### Exercise directions
The result must match the data exactly, line for line.

++++

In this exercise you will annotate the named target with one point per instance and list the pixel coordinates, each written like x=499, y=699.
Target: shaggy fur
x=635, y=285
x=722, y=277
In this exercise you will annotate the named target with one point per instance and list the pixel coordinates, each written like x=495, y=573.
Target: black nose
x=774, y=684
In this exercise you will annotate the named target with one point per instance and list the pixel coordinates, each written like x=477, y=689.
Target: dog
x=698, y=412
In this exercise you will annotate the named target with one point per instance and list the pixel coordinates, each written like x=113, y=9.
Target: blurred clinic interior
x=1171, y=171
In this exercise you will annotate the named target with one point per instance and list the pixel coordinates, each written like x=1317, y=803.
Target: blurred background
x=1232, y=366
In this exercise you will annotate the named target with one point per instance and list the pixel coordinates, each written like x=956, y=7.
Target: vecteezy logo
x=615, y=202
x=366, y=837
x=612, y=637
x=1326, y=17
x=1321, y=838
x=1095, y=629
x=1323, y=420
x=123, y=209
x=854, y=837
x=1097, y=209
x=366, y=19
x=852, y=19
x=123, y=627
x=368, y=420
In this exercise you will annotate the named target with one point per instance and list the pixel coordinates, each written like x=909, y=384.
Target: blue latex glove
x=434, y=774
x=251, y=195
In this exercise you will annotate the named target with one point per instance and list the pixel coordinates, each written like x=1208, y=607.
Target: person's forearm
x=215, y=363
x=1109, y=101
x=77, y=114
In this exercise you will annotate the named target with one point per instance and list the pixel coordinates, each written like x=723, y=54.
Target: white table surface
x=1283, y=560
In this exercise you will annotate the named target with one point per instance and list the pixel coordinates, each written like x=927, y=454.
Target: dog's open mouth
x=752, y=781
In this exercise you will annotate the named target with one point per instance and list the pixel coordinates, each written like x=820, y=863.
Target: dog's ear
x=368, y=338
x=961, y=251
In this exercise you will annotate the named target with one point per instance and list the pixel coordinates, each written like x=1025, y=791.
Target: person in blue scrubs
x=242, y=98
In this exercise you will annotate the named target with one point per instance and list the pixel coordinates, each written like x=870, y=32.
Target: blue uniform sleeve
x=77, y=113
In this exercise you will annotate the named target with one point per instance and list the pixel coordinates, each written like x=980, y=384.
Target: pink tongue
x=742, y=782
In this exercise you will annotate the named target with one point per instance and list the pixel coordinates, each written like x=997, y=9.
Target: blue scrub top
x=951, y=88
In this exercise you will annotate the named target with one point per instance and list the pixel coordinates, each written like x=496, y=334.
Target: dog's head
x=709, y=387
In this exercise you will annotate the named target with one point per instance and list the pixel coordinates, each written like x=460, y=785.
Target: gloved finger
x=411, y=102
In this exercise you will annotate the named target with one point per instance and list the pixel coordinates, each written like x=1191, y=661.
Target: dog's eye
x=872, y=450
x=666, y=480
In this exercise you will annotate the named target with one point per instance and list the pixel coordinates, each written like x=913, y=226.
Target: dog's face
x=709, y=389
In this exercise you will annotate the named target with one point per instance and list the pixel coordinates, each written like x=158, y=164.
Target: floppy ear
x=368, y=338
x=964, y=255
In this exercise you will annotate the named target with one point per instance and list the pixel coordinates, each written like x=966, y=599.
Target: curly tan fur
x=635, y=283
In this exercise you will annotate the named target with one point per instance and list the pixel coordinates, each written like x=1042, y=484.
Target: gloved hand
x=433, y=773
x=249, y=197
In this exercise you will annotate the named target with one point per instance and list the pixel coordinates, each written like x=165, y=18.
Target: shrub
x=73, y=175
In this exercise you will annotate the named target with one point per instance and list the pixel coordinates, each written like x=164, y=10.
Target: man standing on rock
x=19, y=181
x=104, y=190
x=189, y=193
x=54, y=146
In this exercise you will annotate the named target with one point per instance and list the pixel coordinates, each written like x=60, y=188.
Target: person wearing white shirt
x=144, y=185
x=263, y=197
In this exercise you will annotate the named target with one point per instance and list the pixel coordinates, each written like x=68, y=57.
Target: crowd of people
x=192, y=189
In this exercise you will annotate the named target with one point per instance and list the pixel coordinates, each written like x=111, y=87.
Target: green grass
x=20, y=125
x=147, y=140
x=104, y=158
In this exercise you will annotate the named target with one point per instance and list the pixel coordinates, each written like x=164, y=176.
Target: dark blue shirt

++++

### Answer space
In this exercise you will annotate the named target with one point per instance and list the pixel coordinates, each written like x=499, y=699.
Target: shaggy fur
x=635, y=285
x=722, y=277
In this exercise you will annotate the named target with one point per instance and list the pixel coordinates, each written like x=495, y=573.
Target: black nose
x=774, y=684
In this exercise you will annotate the named target with one point per instance and list the pixel coordinates, each written like x=477, y=689.
Target: dog
x=698, y=412
In this exercise you will annotate the named target with one point per instance and list the pixel coordinates, each written like x=113, y=9.
Target: blurred clinic interior
x=1171, y=171
In this exercise you will annotate the named target with one point per instance and list the pixel coordinates, each written like x=1317, y=803.
Target: blurred background
x=1232, y=366
In this exercise you will annotate the named target with one point per instance and list the pixel coordinates, each written like x=956, y=7.
Target: vecteezy logo
x=615, y=202
x=366, y=837
x=612, y=637
x=1326, y=17
x=1321, y=838
x=1095, y=629
x=1323, y=420
x=123, y=209
x=854, y=837
x=1097, y=209
x=366, y=19
x=852, y=19
x=123, y=627
x=368, y=420
In this exercise you will annotate the named target with one point per instance and list the pixel coordinates, each written like x=909, y=384.
Target: blue latex glove
x=434, y=774
x=251, y=195
In this exercise you will annotate the named target with one point per instance and list the pixel coordinates, each written like x=1208, y=607.
Target: person's forearm
x=215, y=363
x=1109, y=101
x=77, y=114
In this exercise you will annotate the named target with one point per instance and list the pixel coordinates, each written like x=723, y=54.
Target: white table surface
x=1283, y=560
In this exercise you will annotate the named target with one point per instance and list the pixel coordinates, each written like x=927, y=454.
Target: dog's open mouth
x=752, y=781
In this exercise you will annotate the named target with one point per instance and list the pixel coordinates, each written like x=820, y=863.
Target: dog's ear
x=368, y=338
x=961, y=251
In this exercise you will annotate the named target with one point per instance and list the pixel coordinates, each written like x=1025, y=791.
Target: person in blue scrubs
x=242, y=98
In this exercise you will annotate the named target with one point per instance and list the pixel coordinates, each written like x=870, y=32.
Target: blue uniform sleeve
x=77, y=113
In this exercise you will annotate the named target with one point per instance and list the pixel coordinates, each written like x=980, y=384.
Target: pink tongue
x=742, y=782
In this exercise you will annotate the named target with one point per instance and list the pixel coordinates, each written like x=997, y=9.
Target: blue scrub top
x=951, y=88
In this exercise you will annotate the named target with one point per instance and list the pixel coordinates, each written like x=496, y=334.
Target: dog's head
x=709, y=387
In this exercise you will annotate the named target with one point per instance and list the pixel coordinates, each written like x=460, y=785.
Target: gloved finger
x=411, y=102
In this exercise you will annotate the named target with one point per instance and list the pixel coordinates, each written like x=1191, y=661.
Target: dog's eye
x=872, y=450
x=666, y=480
In this exercise you will annotate the named target with one point per instance and list the pixel coordinates, each written like x=913, y=226.
Target: dog's face
x=709, y=389
In this exercise you will annotate the named target with one point per instance and list the pixel coordinates, each written like x=158, y=164.
Target: floppy ear
x=368, y=338
x=964, y=255
In this exercise you will annotate the named target with one point per instance and list the pixel coordinates, each written like x=966, y=599.
Target: curly tan fur
x=635, y=283
In this exercise you will annotate the named target with one point per instance and list the pixel coordinates, each written like x=1042, y=484.
Target: gloved hand
x=433, y=773
x=249, y=197
In this exercise you will annotate the named target with one point per instance and list the pixel coordinates, each written like x=165, y=18.
Target: shrub
x=73, y=175
In this exercise you will annotate the named target with one point per instance and list the pixel coordinates, each written like x=164, y=10.
Target: man standing on rock
x=19, y=181
x=104, y=190
x=189, y=193
x=54, y=146
In this exercise you will annotate the named target with one point per instance and list the pixel coordinates, each written like x=60, y=188.
Target: person wearing white shirt
x=144, y=185
x=263, y=197
In this exercise you will annotate the named target with one point per instance and list the pixel coordinates, each written like x=68, y=57.
Target: crowd of people
x=192, y=189
In this exercise you will annotate the named target with one point per instance and list the pixel coordinates, each written like x=111, y=87.
Target: green grass
x=20, y=125
x=147, y=140
x=104, y=158
In this exercise you will annotate the named target with one point per instance and list the pixel coordinates, each written like x=164, y=176.
Target: dark blue shirt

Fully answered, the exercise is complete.